• EXERCISE REQUIREMENTS
Since only part of the material below is wanted, output exactly the lines from the one with "box: [223, 211, 247, 270]" up to and including the one with "positive clicks: (222, 241)".

○ ○ ○

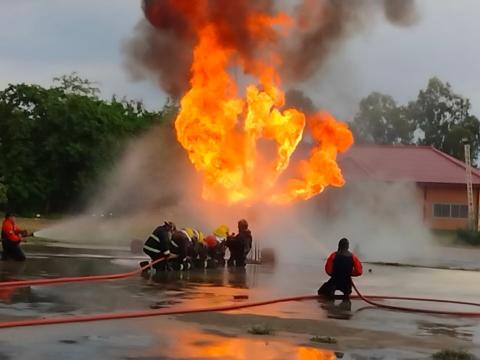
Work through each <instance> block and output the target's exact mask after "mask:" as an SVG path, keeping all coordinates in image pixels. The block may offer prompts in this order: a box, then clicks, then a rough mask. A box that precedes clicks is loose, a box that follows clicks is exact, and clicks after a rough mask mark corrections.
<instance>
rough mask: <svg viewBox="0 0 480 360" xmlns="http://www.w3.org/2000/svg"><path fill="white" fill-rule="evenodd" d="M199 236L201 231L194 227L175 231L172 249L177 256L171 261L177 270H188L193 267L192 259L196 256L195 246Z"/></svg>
mask: <svg viewBox="0 0 480 360" xmlns="http://www.w3.org/2000/svg"><path fill="white" fill-rule="evenodd" d="M198 236H199V232H198V231H197V230H194V229H192V228H184V229H181V230H177V231H174V232H173V234H172V240H171V251H172V254H174V255H176V256H177V257H176V259H173V260H172V261H171V263H172V265H173V266H174V269H175V270H188V269H190V268H191V267H192V259H194V258H195V256H196V255H195V248H196V243H197V242H198Z"/></svg>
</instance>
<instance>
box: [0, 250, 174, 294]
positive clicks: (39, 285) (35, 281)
mask: <svg viewBox="0 0 480 360" xmlns="http://www.w3.org/2000/svg"><path fill="white" fill-rule="evenodd" d="M173 258H175V256H174V255H173V256H172V255H171V256H170V257H168V259H173ZM166 259H167V257H163V258H160V259H157V260H155V261H152V262H150V263H148V264H147V265H145V266H142V267H140V268H138V269H135V270H133V271H129V272H126V273H118V274H108V275H89V276H66V277H60V278H50V279H49V278H46V279H32V280H15V281H3V282H0V288H11V287H25V286H32V285H35V286H42V285H53V284H65V283H72V282H84V281H103V280H120V279H126V278H128V277H132V276H135V275H137V274H139V273H141V272H142V271H144V270H146V269H148V268H150V267H151V266H153V265H155V264H157V263H159V262H161V261H164V260H166Z"/></svg>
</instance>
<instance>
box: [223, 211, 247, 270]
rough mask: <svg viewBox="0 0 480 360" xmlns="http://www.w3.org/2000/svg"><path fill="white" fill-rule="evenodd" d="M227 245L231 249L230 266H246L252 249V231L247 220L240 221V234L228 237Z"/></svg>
mask: <svg viewBox="0 0 480 360" xmlns="http://www.w3.org/2000/svg"><path fill="white" fill-rule="evenodd" d="M226 246H227V247H228V250H230V258H229V259H228V263H227V265H228V266H230V267H231V266H236V267H245V260H246V258H247V255H248V253H249V252H250V250H251V249H252V233H251V231H250V230H249V229H248V222H247V220H244V219H242V220H240V221H239V222H238V234H237V235H230V236H228V238H227V241H226Z"/></svg>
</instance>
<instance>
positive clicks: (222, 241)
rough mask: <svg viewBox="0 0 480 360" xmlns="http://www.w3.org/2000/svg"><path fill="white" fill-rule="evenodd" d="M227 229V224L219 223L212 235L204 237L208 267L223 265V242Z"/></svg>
mask: <svg viewBox="0 0 480 360" xmlns="http://www.w3.org/2000/svg"><path fill="white" fill-rule="evenodd" d="M228 233H229V229H228V226H227V225H220V226H219V227H218V228H217V229H215V231H214V232H213V234H212V235H209V236H207V237H206V238H205V246H206V248H207V255H208V257H207V262H208V266H209V267H217V266H222V267H223V266H225V249H226V245H225V242H226V240H227V237H228Z"/></svg>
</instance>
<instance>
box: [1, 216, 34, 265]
mask: <svg viewBox="0 0 480 360" xmlns="http://www.w3.org/2000/svg"><path fill="white" fill-rule="evenodd" d="M24 236H28V233H27V232H26V231H23V230H20V228H19V227H18V226H17V225H16V224H15V215H14V214H12V213H7V214H5V219H4V220H3V223H2V248H3V252H2V260H8V259H13V260H15V261H25V259H26V257H25V254H24V253H23V251H22V248H21V247H20V242H21V241H22V240H23V237H24Z"/></svg>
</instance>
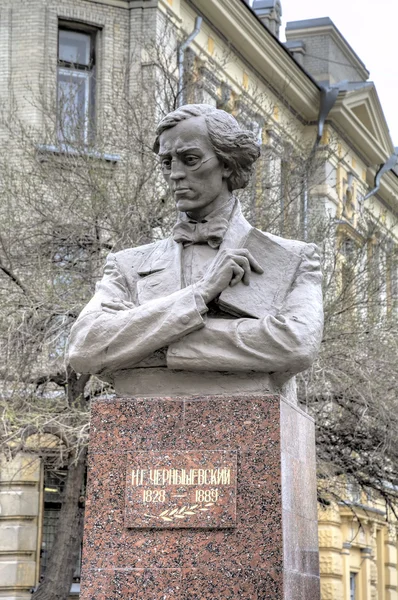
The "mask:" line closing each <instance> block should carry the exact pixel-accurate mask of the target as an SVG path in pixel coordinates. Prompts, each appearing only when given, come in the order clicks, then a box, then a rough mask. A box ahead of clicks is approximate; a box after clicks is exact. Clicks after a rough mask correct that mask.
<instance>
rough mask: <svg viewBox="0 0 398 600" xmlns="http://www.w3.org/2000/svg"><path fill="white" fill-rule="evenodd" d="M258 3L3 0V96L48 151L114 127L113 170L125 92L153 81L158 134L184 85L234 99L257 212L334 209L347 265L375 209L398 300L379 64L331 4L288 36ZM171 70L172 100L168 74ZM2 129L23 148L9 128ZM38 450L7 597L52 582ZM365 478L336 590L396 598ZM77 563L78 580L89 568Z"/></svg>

○ ○ ○

• YOUR SOLUTION
box: [223, 211, 247, 270]
rough mask: <svg viewBox="0 0 480 360" xmlns="http://www.w3.org/2000/svg"><path fill="white" fill-rule="evenodd" d="M227 245L231 249L230 266H246L252 249V231L247 220L240 221V234L228 237Z"/></svg>
mask: <svg viewBox="0 0 480 360" xmlns="http://www.w3.org/2000/svg"><path fill="white" fill-rule="evenodd" d="M226 246H227V247H228V250H230V258H229V259H228V263H227V265H228V266H230V267H231V266H236V267H245V260H246V258H247V255H248V253H249V252H250V250H251V249H252V233H251V231H250V230H249V229H248V222H247V220H244V219H242V220H240V221H239V222H238V234H237V235H230V236H228V238H227V241H226Z"/></svg>
</instance>
<instance>
positive clicks: (222, 241)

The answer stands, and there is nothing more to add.